=== Record extracts ===

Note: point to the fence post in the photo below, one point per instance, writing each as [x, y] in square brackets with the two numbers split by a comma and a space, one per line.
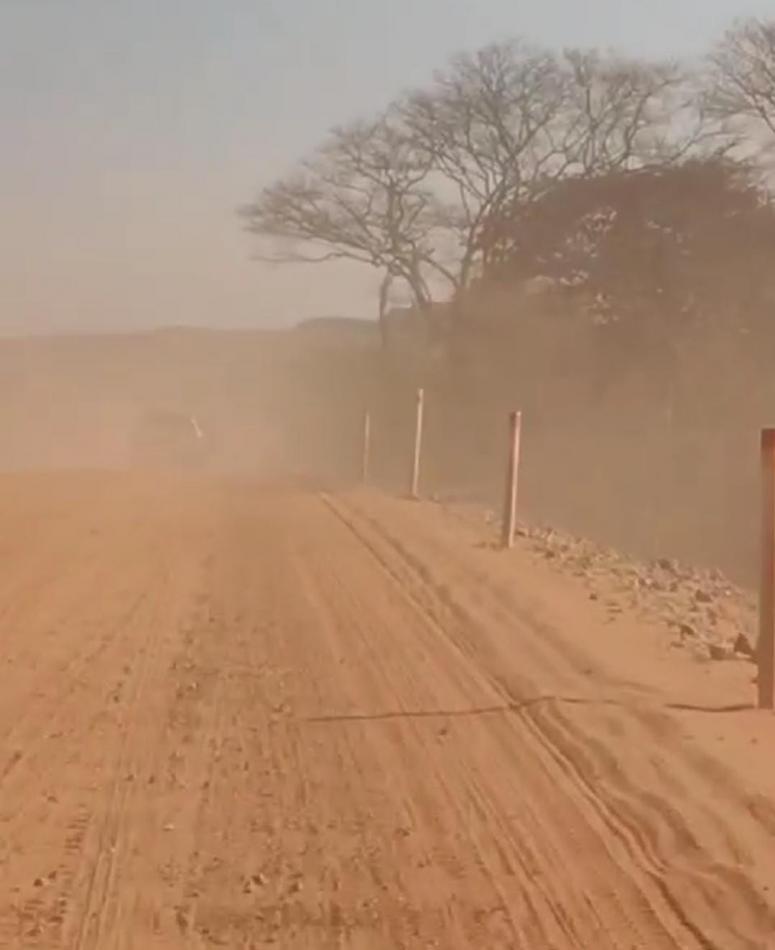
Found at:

===
=== Record extracts ===

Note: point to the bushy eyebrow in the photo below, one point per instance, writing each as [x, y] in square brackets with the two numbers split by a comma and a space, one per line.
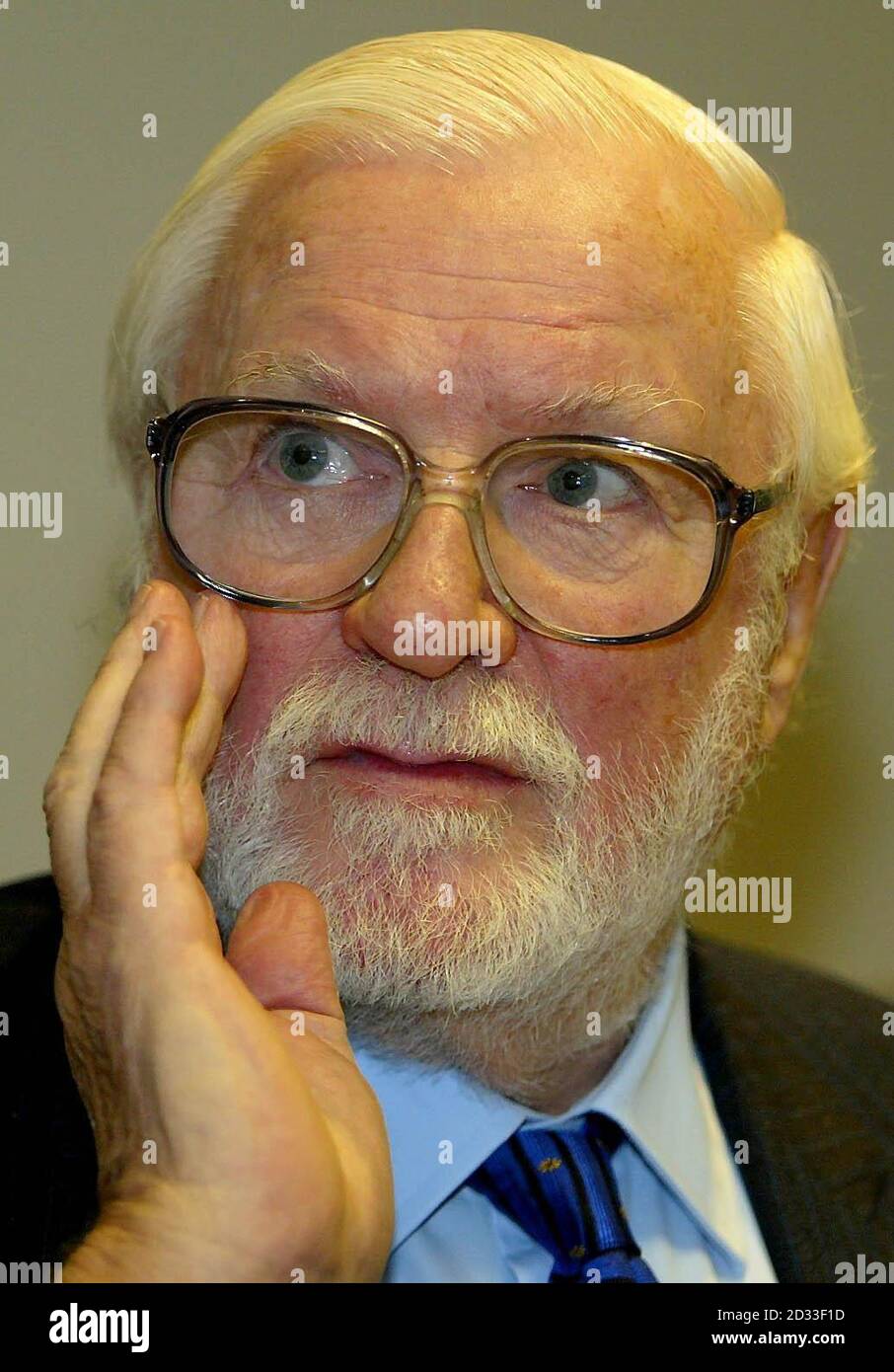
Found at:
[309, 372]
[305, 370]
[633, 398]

===

> Given request
Please count how many lines of the records contain the word "Note", and reply with that number alone.

> Full output
2